_WORK TO BE COMPLETED:_ Reproduce, word for word, the entries below from the line with "For every instance of the metal" through the line with "For every instance of the small", including both of those lines.

Part of a data file
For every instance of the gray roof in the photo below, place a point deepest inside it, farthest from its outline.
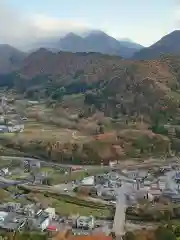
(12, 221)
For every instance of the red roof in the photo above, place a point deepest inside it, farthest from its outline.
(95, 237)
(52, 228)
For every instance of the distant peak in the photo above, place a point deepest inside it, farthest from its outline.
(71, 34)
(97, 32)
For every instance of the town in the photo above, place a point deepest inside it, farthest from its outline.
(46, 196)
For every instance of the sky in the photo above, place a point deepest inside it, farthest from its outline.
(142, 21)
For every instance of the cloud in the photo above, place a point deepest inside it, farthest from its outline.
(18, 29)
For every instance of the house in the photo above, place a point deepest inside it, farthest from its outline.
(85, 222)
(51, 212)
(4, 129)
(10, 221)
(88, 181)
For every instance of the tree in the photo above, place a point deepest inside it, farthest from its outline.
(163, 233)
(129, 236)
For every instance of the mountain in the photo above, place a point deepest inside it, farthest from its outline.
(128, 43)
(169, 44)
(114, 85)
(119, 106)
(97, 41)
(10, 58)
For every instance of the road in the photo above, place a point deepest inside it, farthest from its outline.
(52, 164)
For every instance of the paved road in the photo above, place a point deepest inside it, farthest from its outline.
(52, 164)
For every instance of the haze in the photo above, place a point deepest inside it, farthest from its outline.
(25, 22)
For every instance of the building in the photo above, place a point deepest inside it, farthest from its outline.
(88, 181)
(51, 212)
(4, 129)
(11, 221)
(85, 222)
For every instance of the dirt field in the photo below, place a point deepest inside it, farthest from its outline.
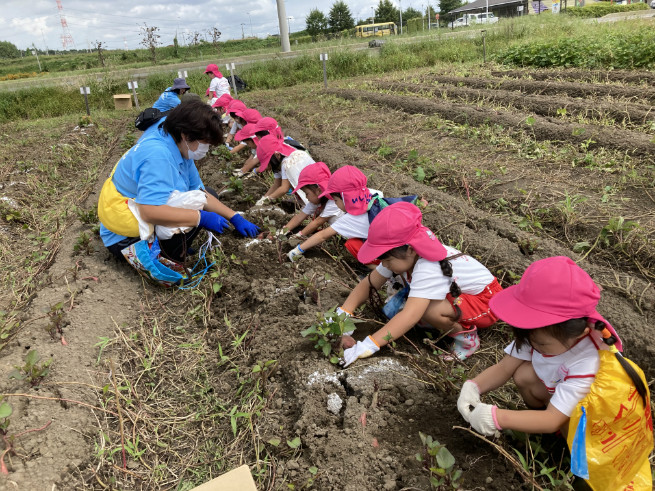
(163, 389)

...

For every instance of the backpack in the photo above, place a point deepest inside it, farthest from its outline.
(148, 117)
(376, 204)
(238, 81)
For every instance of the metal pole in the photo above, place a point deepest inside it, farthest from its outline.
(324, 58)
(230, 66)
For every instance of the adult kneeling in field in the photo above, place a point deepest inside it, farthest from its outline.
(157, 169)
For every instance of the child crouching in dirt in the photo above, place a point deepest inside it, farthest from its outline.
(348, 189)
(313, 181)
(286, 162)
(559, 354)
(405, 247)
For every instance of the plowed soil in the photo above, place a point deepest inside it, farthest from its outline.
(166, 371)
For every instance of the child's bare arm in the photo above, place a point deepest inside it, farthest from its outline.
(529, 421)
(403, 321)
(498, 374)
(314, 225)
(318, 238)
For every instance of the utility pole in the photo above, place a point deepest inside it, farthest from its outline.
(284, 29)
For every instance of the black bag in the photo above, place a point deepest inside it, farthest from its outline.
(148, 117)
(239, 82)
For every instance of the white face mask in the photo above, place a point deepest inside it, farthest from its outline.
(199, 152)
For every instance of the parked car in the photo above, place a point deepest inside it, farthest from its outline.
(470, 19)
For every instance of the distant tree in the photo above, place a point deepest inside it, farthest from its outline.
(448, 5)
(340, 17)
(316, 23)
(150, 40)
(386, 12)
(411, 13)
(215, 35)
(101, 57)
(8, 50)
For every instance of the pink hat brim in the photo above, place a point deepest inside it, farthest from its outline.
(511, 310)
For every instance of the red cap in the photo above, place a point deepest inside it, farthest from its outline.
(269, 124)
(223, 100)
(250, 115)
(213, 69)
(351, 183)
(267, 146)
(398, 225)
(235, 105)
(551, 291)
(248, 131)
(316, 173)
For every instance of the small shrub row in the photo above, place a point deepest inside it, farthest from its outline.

_EXERCISE OUTPUT:_
For every instance of the metal pole in the photo above, place a point deepest inside it, farthest from its outline.
(324, 58)
(230, 66)
For every instance of the adult kneeling in field in the photo above, place a point deepest inside it, farthest from its outline.
(157, 169)
For every instance of the child crouching in dirt in the photo above, place a point deepest inside it, farthest from its outline.
(348, 189)
(313, 181)
(286, 162)
(559, 354)
(405, 247)
For every instance of the plowed soil in the photo above, place a point deepest inside it, farthest from its outline.
(166, 371)
For every instance of the child's bare arm in the photo above, place a point deepest inside it, farthest from its outline.
(529, 421)
(403, 321)
(498, 374)
(314, 225)
(318, 238)
For every instance of the utility pole in the photo above, place a point deepest inside it, farthest from its outline.
(284, 29)
For every instance of the black bag in the photo above, place a point deepest inside it, farthest from its outline.
(148, 117)
(239, 82)
For every instance of the white face mask in the photo above, place a point deepest inside it, farthest from its outline.
(199, 152)
For every instance of the parked car in the photo above, place a point deepest inside it, farthest from its outline.
(470, 19)
For every instance of the distant tree in the photo above, place a point deepest inside it, farthest from its outline.
(448, 5)
(340, 17)
(316, 23)
(150, 40)
(386, 12)
(411, 13)
(215, 35)
(101, 57)
(8, 50)
For every instance of the pink hat brim in the photo above, place a point deepest inside it, farthest from its outline.
(511, 310)
For every instance of the red cap in the photo above, place a point deepest inside it, farthest from its outline.
(269, 124)
(223, 100)
(250, 115)
(213, 69)
(351, 183)
(267, 146)
(398, 225)
(235, 105)
(551, 291)
(248, 131)
(316, 173)
For every instance of the small shrub row in the photo above, place a point deepest inside it, farthest from its outline.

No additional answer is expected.